### Task requirements
Apart from the pictures, every part of the records below gets retyped exactly.

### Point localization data
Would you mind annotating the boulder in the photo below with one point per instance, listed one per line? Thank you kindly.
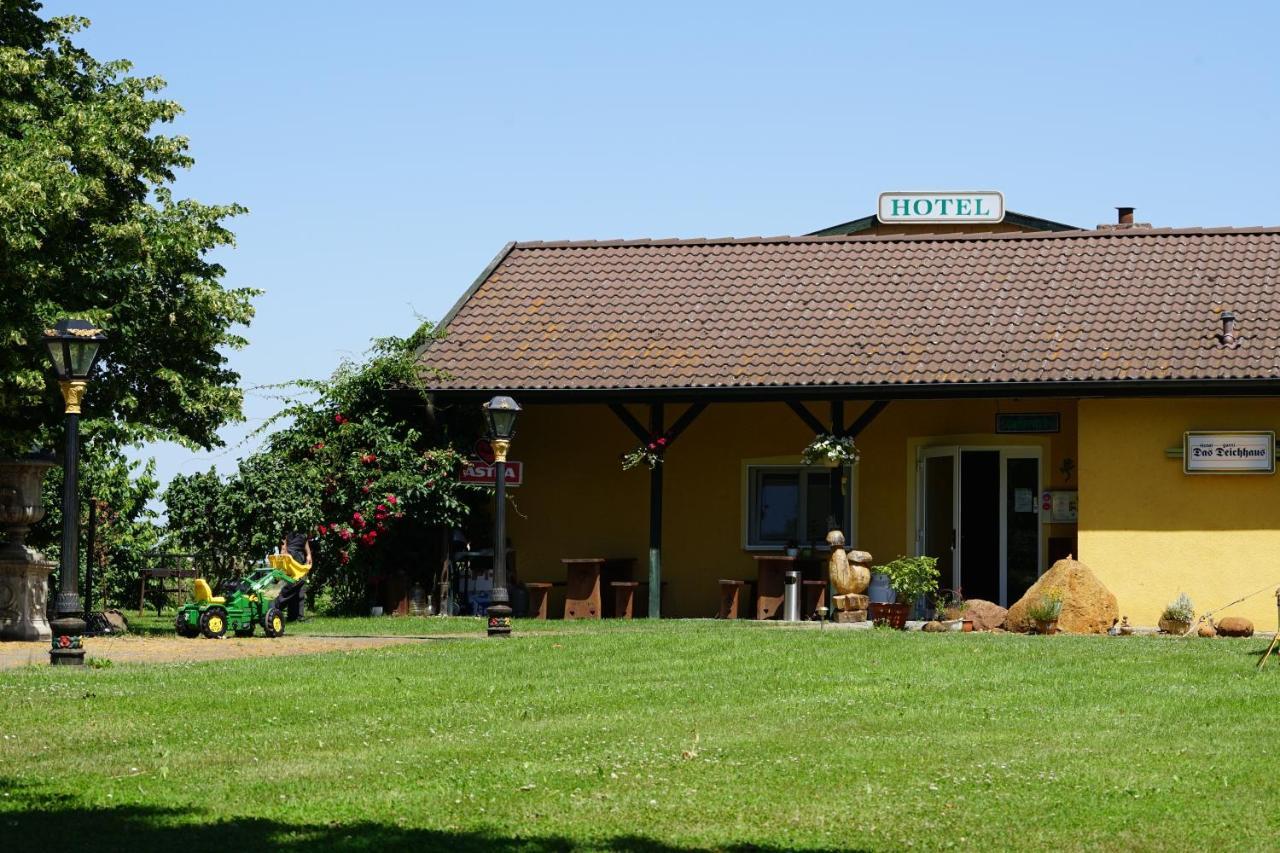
(984, 615)
(1088, 607)
(1234, 626)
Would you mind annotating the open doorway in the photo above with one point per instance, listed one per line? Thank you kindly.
(978, 512)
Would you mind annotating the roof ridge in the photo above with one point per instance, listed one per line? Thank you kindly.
(890, 238)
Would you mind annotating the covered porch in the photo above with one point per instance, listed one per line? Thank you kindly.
(963, 479)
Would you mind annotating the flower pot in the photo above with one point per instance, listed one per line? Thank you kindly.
(23, 571)
(890, 614)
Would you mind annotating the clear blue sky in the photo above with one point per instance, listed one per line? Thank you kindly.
(388, 150)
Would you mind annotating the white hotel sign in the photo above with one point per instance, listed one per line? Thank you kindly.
(1246, 452)
(941, 206)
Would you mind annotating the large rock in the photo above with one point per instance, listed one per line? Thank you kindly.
(1234, 626)
(986, 615)
(1088, 607)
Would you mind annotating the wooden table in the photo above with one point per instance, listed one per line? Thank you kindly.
(769, 578)
(584, 579)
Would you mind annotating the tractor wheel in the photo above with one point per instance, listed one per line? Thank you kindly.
(213, 623)
(273, 624)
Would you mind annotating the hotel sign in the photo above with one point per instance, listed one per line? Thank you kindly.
(1244, 452)
(941, 206)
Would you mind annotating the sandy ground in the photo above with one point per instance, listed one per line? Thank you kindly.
(168, 649)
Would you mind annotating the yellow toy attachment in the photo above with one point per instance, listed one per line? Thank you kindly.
(202, 593)
(288, 565)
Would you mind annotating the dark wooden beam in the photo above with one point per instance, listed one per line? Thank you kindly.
(656, 428)
(807, 416)
(684, 422)
(865, 419)
(630, 422)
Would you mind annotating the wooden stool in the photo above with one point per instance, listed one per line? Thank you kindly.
(624, 597)
(731, 598)
(583, 588)
(538, 596)
(814, 597)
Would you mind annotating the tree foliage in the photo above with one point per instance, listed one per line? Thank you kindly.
(90, 228)
(348, 463)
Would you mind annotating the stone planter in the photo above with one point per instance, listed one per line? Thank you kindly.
(23, 571)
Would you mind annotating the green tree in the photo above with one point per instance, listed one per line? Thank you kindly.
(90, 228)
(346, 463)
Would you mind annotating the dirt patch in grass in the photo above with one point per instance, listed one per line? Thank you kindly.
(170, 649)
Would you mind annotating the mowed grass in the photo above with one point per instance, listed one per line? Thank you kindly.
(673, 735)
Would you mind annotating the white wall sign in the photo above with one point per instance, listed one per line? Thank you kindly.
(1244, 452)
(941, 206)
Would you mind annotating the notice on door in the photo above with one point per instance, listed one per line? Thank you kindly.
(1244, 452)
(1024, 501)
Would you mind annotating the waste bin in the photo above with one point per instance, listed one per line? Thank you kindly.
(791, 597)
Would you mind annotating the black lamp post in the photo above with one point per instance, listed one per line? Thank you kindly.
(501, 413)
(73, 349)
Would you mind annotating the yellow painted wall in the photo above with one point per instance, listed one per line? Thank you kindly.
(1151, 532)
(577, 502)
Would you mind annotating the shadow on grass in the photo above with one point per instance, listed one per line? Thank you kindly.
(59, 824)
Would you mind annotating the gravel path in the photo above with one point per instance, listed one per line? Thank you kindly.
(169, 649)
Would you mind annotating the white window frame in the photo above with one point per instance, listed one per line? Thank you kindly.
(800, 469)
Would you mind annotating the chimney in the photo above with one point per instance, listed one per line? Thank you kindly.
(1228, 337)
(1124, 220)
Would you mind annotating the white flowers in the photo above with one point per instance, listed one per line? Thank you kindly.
(831, 450)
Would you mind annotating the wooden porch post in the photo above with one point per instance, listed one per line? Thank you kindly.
(656, 428)
(836, 503)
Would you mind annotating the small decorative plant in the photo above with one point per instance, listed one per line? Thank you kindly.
(648, 454)
(949, 603)
(831, 450)
(1180, 610)
(1047, 609)
(912, 578)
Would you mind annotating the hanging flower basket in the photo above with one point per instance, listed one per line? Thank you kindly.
(831, 451)
(648, 455)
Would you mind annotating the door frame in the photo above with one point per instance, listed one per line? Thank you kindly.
(1006, 452)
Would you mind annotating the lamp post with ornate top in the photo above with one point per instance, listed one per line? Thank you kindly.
(501, 414)
(73, 349)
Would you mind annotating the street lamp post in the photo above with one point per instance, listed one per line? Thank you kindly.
(501, 413)
(73, 349)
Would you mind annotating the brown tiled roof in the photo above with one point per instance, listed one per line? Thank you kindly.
(868, 311)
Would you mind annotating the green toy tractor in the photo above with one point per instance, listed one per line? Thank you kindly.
(243, 605)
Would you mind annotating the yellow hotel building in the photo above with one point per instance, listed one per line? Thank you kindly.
(1018, 388)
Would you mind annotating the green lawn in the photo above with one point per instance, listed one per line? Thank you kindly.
(656, 737)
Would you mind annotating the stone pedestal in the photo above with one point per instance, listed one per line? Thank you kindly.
(23, 571)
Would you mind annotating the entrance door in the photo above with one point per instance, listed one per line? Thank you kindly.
(977, 512)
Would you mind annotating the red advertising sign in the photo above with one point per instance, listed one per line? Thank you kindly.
(485, 474)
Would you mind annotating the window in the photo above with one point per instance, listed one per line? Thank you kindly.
(791, 503)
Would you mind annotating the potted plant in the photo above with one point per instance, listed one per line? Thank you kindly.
(909, 578)
(1178, 616)
(1046, 611)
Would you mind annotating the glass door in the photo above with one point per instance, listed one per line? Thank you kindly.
(978, 512)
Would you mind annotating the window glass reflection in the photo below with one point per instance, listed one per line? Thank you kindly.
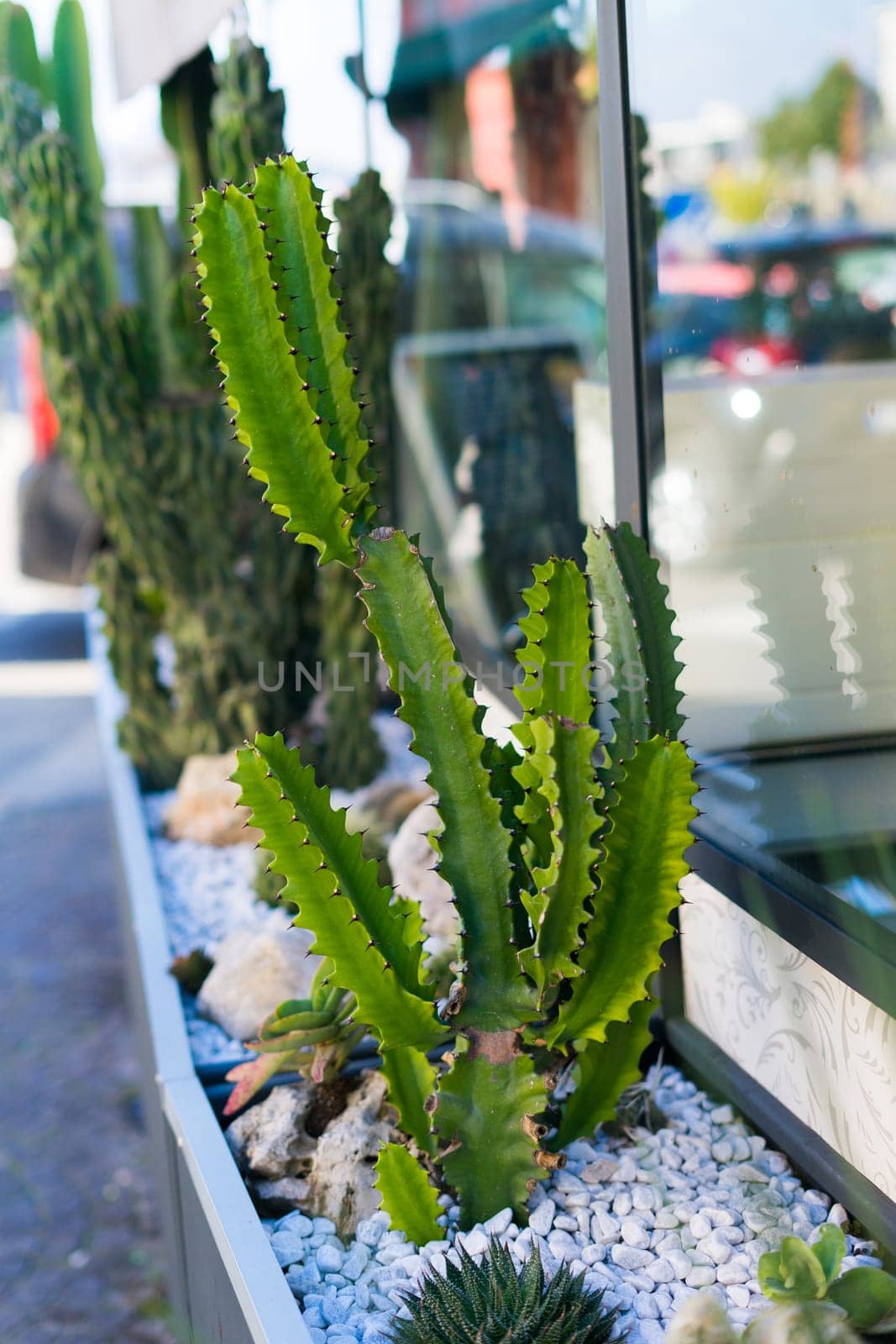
(772, 181)
(503, 286)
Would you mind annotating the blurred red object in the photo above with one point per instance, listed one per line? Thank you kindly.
(45, 423)
(757, 355)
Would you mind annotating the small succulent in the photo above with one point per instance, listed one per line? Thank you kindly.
(801, 1273)
(493, 1304)
(703, 1320)
(313, 1035)
(191, 969)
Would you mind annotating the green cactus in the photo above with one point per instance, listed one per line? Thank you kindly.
(403, 1184)
(148, 440)
(19, 57)
(351, 753)
(246, 113)
(563, 900)
(493, 1301)
(71, 91)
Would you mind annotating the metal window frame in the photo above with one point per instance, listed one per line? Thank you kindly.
(846, 941)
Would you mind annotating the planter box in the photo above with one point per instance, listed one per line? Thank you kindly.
(223, 1280)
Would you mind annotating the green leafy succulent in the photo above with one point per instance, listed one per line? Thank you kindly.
(801, 1273)
(493, 1303)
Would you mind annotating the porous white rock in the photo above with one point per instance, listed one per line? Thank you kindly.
(253, 974)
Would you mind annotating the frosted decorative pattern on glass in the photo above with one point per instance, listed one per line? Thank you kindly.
(821, 1048)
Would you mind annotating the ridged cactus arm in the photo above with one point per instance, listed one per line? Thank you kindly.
(338, 894)
(406, 617)
(273, 414)
(638, 629)
(562, 756)
(411, 1082)
(604, 1072)
(557, 655)
(642, 866)
(246, 113)
(486, 1116)
(302, 265)
(407, 1195)
(559, 769)
(371, 286)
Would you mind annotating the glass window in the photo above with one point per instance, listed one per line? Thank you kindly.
(770, 165)
(503, 286)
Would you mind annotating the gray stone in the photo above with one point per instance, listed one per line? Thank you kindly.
(371, 1230)
(542, 1218)
(634, 1234)
(661, 1270)
(328, 1260)
(499, 1223)
(356, 1261)
(297, 1223)
(342, 1178)
(253, 974)
(626, 1257)
(302, 1278)
(645, 1307)
(474, 1242)
(700, 1276)
(288, 1247)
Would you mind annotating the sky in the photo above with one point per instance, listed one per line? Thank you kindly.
(305, 42)
(687, 53)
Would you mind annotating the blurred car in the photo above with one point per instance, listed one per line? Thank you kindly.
(774, 297)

### Exercise response
Would you mind annotating the boulder in the photo below with one point per instance, listed one per line? Thank you kindly.
(984, 615)
(1088, 607)
(1234, 626)
Would you mind annotating the open doorway in the photo above with one point per instance, listed one per line? Thank you kindly.
(978, 512)
Would you mind annotating the roof ridge in the photo above with one point per instance, listed one per line? Thank you kindly.
(890, 238)
Would you mind annotating the covered porch in the photo above with one point per instance, listed one per line? Thank you kindly.
(963, 479)
Would you mind annotating the flower pot in the photo above with one point per instance, listed one per line? Thank you kindly.
(23, 571)
(890, 614)
Would you mind annotating the clear blue sky in the photo above with one point per instance, listed one per line? Thank you kindly.
(388, 150)
Would you mind annotating the white hotel sign in the photo above with one point per instance, listed one per line? Thank you kindly.
(1246, 452)
(941, 206)
Would you mind annotating the large rock in the photo above with one point per instance, listed one per line? Thank you kindly.
(1234, 626)
(986, 615)
(1088, 607)
Would you mind annotating the wooden table in the photo above with one point per instance, listed one per line? Thank you kindly.
(769, 578)
(584, 579)
Would you mind annotating the tractor wheel in the photo above with one point per instance, listed one per line? Thank you kindly.
(213, 623)
(273, 624)
Would you mind annotating the hotel sign in the photo above with one point per instance, listed one per line? Thank you kindly.
(1244, 452)
(941, 206)
Would you mind annotating the sandy ground in the photo above with one point per instance, listed one per line? Thank you kindly.
(168, 649)
Would you mind annotating the yellow toy attachment in the photo above with one point per instance, listed one per line? Thank you kindly.
(202, 593)
(288, 565)
Would you mind annotating the dark wooden beam in the photo above with one point per instance, listed one per line? Thank you kindly.
(656, 428)
(807, 416)
(684, 422)
(865, 419)
(630, 422)
Would you mind annotating the wooden stool in the photo above with one point per instance, listed one per line? Thank you kindly.
(624, 597)
(731, 598)
(583, 588)
(538, 596)
(814, 597)
Would you mind annotating the tree foliage in the photo above with one point per instance, listed one per line? Thank you kindly.
(90, 228)
(348, 463)
Would you mind annotating the stone planter in the photo above with one point per instance, listed one per line? Thank you kindly.
(23, 571)
Would you mind annotating the green tree in the photo above with one point per instance, listed one per line? Thank you kindly.
(90, 228)
(346, 463)
Would you mind annotating the dirt patch in grass in the photo above with one point per instance, listed one per line? Thank you kindly.
(170, 649)
Would you mind annotating the mowed grass in the photo above with one point per instance, listed one per line? Thank you kindly.
(673, 735)
Would you mind annotating the white wall sign in the photo above with one point per instance, listed one per line? Thank you kindly.
(1244, 452)
(941, 206)
Would you mind annotating the notice on door in the photo above with one point per instance, listed one per line? Thank you kindly.
(1244, 452)
(1024, 501)
Would you mind annotating the waste bin in the photo above with one point per instance, listed one per line? Thank you kindly.
(791, 597)
Would you mind annotating the black lamp post in the photo above with one point per instance, listed one per line? Thank you kindly.
(501, 413)
(73, 349)
Would you mind annotating the yellow painted wall in the photo above with one point per instance, listed one per line? Thank you kindly.
(1151, 532)
(577, 502)
Would you mind annotating the shadow on grass in the photo above with one point per instance, listed one per line? Thank you kindly.
(59, 824)
Would you mind annotating the gravel path in the photo above with one point per instance, listed one per line? Thank you kindly.
(169, 649)
Would you mind annotating the white window frame in the photo above with one point per instance, listed one per line? Thank you kindly.
(800, 469)
Would you mind annotating the chimney in the photo above with one point per instance, listed one per line? Thank you kindly.
(1228, 337)
(1124, 220)
Would you mind annotating the white flowers in the photo above with one point per instance, listed one per line? Thank you kindly.
(831, 450)
Would you mind annotating the wooden porch post in the photo above with one point per instance, listed one per line? Thank you kindly.
(656, 428)
(836, 503)
Would you mind annotating the small decorative plant in the photo above with one point per instance, listed one per line? Thank you kindly.
(648, 454)
(949, 603)
(831, 450)
(1180, 610)
(1047, 609)
(912, 578)
Would you mind annotating the hanging flower basket in the photo above with one point per instance, listed one per line? Thank you kindly.
(831, 451)
(648, 455)
Would you mind annotating the door frame in the photo above with one point per instance, listed one per line? Thank you kindly.
(1006, 452)
Would you mind annotating the lamp post with ornate top in the photo above with one point per instance, listed one per line? Thank you kindly.
(501, 414)
(73, 349)
Would you mind annotating the street lamp post in the photo above with one point per instance, listed one per line? Thank you kindly.
(501, 413)
(73, 349)
Would you mind annotating the brown tiled roof in the photo above with one point per instance, listed one per line? Thank you kindly.
(868, 311)
Would you mind annotating the green toy tractor in the photo above with one point per instance, listed one per line? Thank you kindly.
(243, 605)
Would you mind annotating the yellow hotel building in the photo above with one point per instance, listed one per line? Thank you kindly.
(1018, 388)
Would you mind annotating the green lawn in the photo above with one point per instance, listed one per line? Thank you kindly.
(656, 737)
Would you mind annotating the stone pedestal in the photo above with one point per instance, listed one per line? Thank you kindly.
(23, 571)
Would you mind annotating the entrance door in the photo above with one point per instance, listed one per line? Thank you kindly.
(977, 512)
Would you mind annotating the red advertising sign in the photo above with one point per instance, listed one per line? Thank you kindly.
(485, 474)
Would you mind annotating the window in the photo above with one point per instance, listed one per line? Thank you kindly.
(791, 503)
Would you mind annotating the potted plant in the photo above with one point per instance, listed one per line? Thank you kindly.
(909, 578)
(1178, 616)
(1046, 611)
Would you mind annotating the glass door in the photo above with one point per instance, listed one per line? Thank you kindly.
(978, 512)
Would you mind annotating the window glass reflection in the photo below with one point per instance, listed one per line? Thank you kindly.
(772, 181)
(503, 286)
Would you mind annotating the blurred red object in the photo above with one point per instance, listed one per line? Thank you kindly.
(45, 423)
(757, 355)
Would you mind annotating the small succulent in the photo above with one point per instance, listed one per line? Thank you kindly.
(801, 1273)
(493, 1304)
(703, 1320)
(313, 1035)
(191, 969)
Would you mind annotating the green cactus in the photo above with one point per instance, listed one per line? Thank you kindly.
(403, 1184)
(148, 440)
(19, 57)
(351, 753)
(246, 113)
(563, 900)
(493, 1301)
(71, 91)
Would you mind annotating the metal window frame in the photo above with one point per instance, listed one per line? Thank you kindly.
(846, 941)
Would you mind annotating the planter box in the photo above with one point per instance, listed one per line? Thank you kindly.
(223, 1280)
Would you mind annotating the green leafy succulent in the photo above with one point per instance, listed one per line? Thank you kindly.
(801, 1273)
(493, 1303)
Would you mind annotating the porous white rock in the photo above with one point per instance, listed one per line? Thank you kindly.
(253, 974)
Would you mind annotating the frosted decorative pattern on glass in the photo above with one point per instance, listed one per line? Thank you kindly.
(821, 1048)
Would you mind annotating the ridged cactus arm in the photo above with one point per instance, listed one per line? Thank you kindly.
(338, 894)
(406, 617)
(273, 414)
(638, 629)
(562, 756)
(411, 1082)
(604, 1072)
(557, 655)
(642, 866)
(246, 113)
(486, 1116)
(302, 265)
(407, 1195)
(559, 769)
(371, 286)
Would you mind annotating the glass window in the photo above with one point per instance, listed one per line? Thank you kindly.
(770, 165)
(503, 286)
Would you mind annotating the gray stone in the photo above with one point per instance, listed one per line? Thank you kindly.
(371, 1230)
(542, 1218)
(634, 1234)
(661, 1270)
(328, 1260)
(499, 1223)
(356, 1261)
(297, 1223)
(342, 1178)
(253, 974)
(626, 1257)
(302, 1278)
(645, 1307)
(474, 1242)
(700, 1276)
(288, 1247)
Would you mind annotating the sky in the photo above with one point per instance, listed one per line? Thank you kindly.
(305, 42)
(687, 53)
Would you mind annotating the blurred car in the photo above with one point per instance, listed one per line? Thank you kindly.
(774, 297)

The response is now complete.